GIVEN DATA:
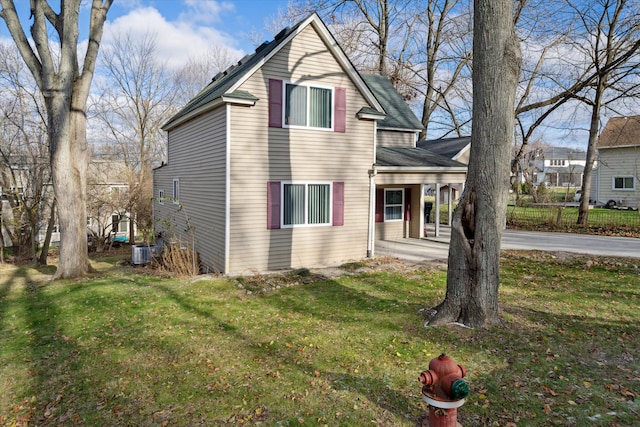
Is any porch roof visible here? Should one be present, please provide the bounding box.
[374,147,467,172]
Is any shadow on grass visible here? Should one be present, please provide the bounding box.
[150,280,420,425]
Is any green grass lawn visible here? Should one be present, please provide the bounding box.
[0,252,640,426]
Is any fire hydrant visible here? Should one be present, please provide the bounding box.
[418,353,469,427]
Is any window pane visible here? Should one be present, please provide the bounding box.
[624,176,633,189]
[284,85,307,126]
[385,190,402,205]
[384,206,402,221]
[282,184,304,225]
[309,87,331,128]
[308,184,330,224]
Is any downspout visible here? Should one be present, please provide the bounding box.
[222,103,231,274]
[367,120,378,258]
[367,169,378,258]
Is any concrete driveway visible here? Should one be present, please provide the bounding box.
[375,226,640,262]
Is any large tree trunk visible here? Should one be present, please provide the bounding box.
[577,76,606,226]
[428,0,521,328]
[49,100,91,279]
[38,199,56,265]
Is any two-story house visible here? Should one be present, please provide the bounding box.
[591,116,640,208]
[153,14,466,274]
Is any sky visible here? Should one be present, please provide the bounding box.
[0,0,288,67]
[0,0,604,148]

SET PROBLEM:
Rewrite all the entries above as a numbered list with no blank lines, and leave the picture out.

CORRECT RESULT:
1. Is any porch roof visible here? Should one be present, please provide the bounding box.
2. [374,147,467,172]
3. Is any shadow on grass visible here? Should one be present, please provide the bounding box.
4. [150,280,420,425]
5. Is any green grass lawn visible here? Should one be present, please provide the bounding box.
6. [0,252,640,426]
7. Is any fire hydrant visible here? Should one be present, please provide the bounding box.
8. [418,353,469,427]
9. Is any window pane visible here? Should one be present, please provide the bounding box.
10. [624,176,633,189]
11. [284,85,307,126]
12. [385,190,402,205]
13. [384,206,402,221]
14. [282,184,304,225]
15. [309,87,331,128]
16. [308,184,330,224]
17. Is any downspout visible here? Should one be present, please provide the bounding box.
18. [222,103,231,274]
19. [367,120,378,258]
20. [367,169,378,258]
21. Is any concrete driveway visible here? Should one be present, please provide the bounding box.
22. [375,226,640,262]
23. Is any large tree trunk visible here? Should one be present, please provide the bounding box.
24. [577,76,606,226]
25. [428,0,521,328]
26. [49,100,91,279]
27. [38,199,56,265]
28. Is any two-story house visible here? Should one be present, please provide the bounding box.
29. [591,116,640,208]
30. [153,14,466,274]
31. Is any sky visible here? Should one be present, please provide the bounding box.
32. [0,0,288,67]
33. [0,0,604,148]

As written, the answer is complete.